# Materials provided
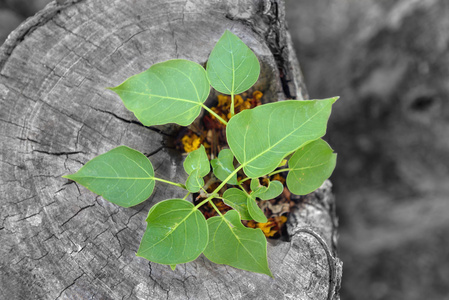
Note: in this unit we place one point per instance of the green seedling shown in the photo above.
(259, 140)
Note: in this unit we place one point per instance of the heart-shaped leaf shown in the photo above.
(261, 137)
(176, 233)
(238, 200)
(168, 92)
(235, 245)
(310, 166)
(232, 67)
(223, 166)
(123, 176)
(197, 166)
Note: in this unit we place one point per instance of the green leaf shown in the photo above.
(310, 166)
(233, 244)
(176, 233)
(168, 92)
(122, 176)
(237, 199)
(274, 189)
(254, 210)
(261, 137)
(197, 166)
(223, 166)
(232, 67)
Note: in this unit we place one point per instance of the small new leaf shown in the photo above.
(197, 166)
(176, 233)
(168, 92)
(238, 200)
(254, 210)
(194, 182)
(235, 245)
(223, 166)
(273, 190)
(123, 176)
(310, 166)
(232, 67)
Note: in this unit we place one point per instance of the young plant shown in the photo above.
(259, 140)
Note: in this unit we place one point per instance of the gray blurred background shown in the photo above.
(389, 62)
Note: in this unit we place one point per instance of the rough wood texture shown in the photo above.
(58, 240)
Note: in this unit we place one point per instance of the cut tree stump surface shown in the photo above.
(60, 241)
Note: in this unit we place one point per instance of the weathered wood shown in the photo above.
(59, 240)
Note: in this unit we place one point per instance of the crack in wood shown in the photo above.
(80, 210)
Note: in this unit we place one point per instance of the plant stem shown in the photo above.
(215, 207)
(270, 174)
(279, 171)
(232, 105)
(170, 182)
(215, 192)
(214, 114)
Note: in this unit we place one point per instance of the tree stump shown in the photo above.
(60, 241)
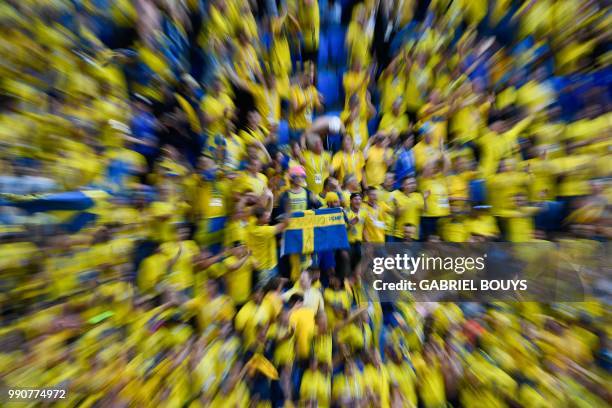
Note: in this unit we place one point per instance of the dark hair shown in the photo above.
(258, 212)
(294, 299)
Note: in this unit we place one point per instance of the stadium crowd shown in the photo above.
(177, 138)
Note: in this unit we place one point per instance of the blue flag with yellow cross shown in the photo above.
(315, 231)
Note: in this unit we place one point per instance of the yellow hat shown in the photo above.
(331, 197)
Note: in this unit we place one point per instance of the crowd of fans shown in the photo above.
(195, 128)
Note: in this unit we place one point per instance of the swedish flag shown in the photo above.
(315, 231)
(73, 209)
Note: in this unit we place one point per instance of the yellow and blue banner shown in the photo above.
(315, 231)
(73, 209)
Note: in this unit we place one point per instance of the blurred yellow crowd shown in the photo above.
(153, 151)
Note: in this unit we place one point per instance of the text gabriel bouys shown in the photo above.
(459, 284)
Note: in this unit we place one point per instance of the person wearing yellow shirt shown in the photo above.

# Task to complete
Find the line containing "cross shown in the photo above." in the material above. Print it and every line after it through the end, exactly and only those.

# Complete response
Note: in this unit we place one point per instance of the blue flag with yellow cross shown in the photo above.
(315, 231)
Note: in this unit we place one point per instance of the yellow hat shown in the photo above.
(331, 197)
Note: in this unit we place one point per instance of the crowd of fans shown in the photo above.
(195, 128)
Note: in this unit we place one point per instance of the swedish flag shown in the photo above.
(315, 231)
(73, 209)
Note: in this unit we place one point per instance of the yellow and blue banner shown in the photo above.
(315, 231)
(73, 209)
Note: in this unit we place one point per instance of the blurred yellow crowd shown in the photo above.
(153, 151)
Note: in this unit we place one point per instance of the text gabriel bouys shown in the photo above.
(459, 284)
Note: in this unit we place one point per instance of the person wearing yellow shirt shown in the photo above.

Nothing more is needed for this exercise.